Start of Given text

BicA is a low-affinity, high-flux bicarbonate transporter belonging to the solute carrier 26 (SLC26) or sulfate permease (SulP) family. The SLC26 family of proteins is characterized by a homodimer structure, which BicA also adopts. Studies suggest that the C-terminal domain is critical to BicA bicarbonate importing activity1. Like most bicarbonate transporters, it is likely a sodium/bicarbonate symporter.
It is constitutively expressed in all strains of cyanobacteria, in which it plays an important role in the cyanobacteria carbon concentrating mechanism (CCM). The CCM allows cyanobacteria to maximize the carboxylase activity of cyanobacteria RuBisCO while minimizing its oxygenase activity2.
Overexpression of bicarbonate transporters, such as BicA, have been shown to increase the carbon fixation capabilities of cyanobacteria. This is shown as an increase in cell growth rate and biomass in the form of glycogen accumulation 3.
Carbonic anhydrase (CA) in the carboxysomes of cyanobacteria catalyzes the dehydration of HCO3- to CO2 3. Carbonic anhydrase is a critical component of the carbon concentrating mechanism, ensuring that the carboxysome remains saturated with CO2 for Rubisco to use as a substrate to react with ribulose 1,5-bisphosphate to produce two molecules of 3-phosphoglycerate, a crucial intermediate in the Calvin-Benson cycle. We sought to improve the fitness of our modified strains to be suitable for use in a wide range of environments from intense light to intense temperatures, and to do this we chose to modify carbonic anhydrase. Carbonic anhydrase in N. vulgaris is thermally robust and is being explored as an extracellular addition to carbon capture and sequestration systems that seek to remove CO2 from flue gas 4. In order to ensure localization of N. vulgaris CA to the carboxysomes of our cyanobacterial strains, we identified the localization sequence of CcaA in Synechococcus elongatus sp. PCC 7942 to the carboxysome. The last 17 residues on CcaA associates with the scaffolding protein CcmM58 and get assembled into the carboxysome 5. These 17 residues were then attached to the C-terminus of N. vulgaris carbonic anhydrase via a linker sequence to act as a localization tag that will allow N. vulgaris carbonic anhydrase to be incorporated into the carboxysomes of the cell during carboxysome assembly. Once localized in the carboxysome, the thermal stability of N. vulgaris carbonic anhydrase provides the cell the ability to convert HCO3- into CO2 at a wider range of temperatures and therefore the ability to continue to metabolize under more extreme conditions.

End of Given text

What the task asks
Decide whether each statement agrees with the BicA text above, and answer yes or no, quoting the words from the text that decide it: (a) BicA is a high-affinity, low-flux transporter; (b) the 17-residue localization tag was attached to the C-terminus of N. vulgaris carbonic anhydrase; (c) BicA is expressed in only some strains of cyanobacteria.

Start of Recorded information

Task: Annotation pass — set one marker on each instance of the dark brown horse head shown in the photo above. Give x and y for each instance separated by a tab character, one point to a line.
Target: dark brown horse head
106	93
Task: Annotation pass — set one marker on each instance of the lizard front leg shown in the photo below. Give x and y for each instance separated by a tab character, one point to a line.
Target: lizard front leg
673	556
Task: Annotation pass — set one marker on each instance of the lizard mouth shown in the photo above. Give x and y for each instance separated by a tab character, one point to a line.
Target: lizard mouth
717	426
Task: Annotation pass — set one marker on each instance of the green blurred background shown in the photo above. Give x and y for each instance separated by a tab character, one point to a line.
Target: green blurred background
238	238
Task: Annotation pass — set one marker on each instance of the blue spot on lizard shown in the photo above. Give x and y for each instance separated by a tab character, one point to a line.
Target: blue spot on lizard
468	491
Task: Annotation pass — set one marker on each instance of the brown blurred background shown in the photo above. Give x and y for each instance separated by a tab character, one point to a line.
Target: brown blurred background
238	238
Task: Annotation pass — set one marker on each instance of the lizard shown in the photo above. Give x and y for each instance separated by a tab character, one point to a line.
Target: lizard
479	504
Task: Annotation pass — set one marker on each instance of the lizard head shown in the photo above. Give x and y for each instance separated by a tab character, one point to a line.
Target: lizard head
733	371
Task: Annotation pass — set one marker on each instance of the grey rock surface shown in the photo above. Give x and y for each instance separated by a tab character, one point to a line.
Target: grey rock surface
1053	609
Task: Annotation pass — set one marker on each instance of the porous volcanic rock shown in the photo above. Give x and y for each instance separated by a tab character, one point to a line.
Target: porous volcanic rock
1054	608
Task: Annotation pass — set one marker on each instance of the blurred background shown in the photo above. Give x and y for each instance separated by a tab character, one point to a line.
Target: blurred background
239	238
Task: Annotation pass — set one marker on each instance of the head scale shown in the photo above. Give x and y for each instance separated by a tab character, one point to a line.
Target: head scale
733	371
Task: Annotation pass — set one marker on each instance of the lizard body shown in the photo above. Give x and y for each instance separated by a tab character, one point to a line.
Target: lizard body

End of Recorded information

Solution to the exercise
(a) No: "BicA is a low-affinity, high-flux bicarbonate transporter"
(b) Yes: "These 17 residues were then attached to the C-terminus of N. vulgaris carbonic anhydrase via a linker sequence"
(c) No: "It is constitutively expressed in all strains of cyanobacteria"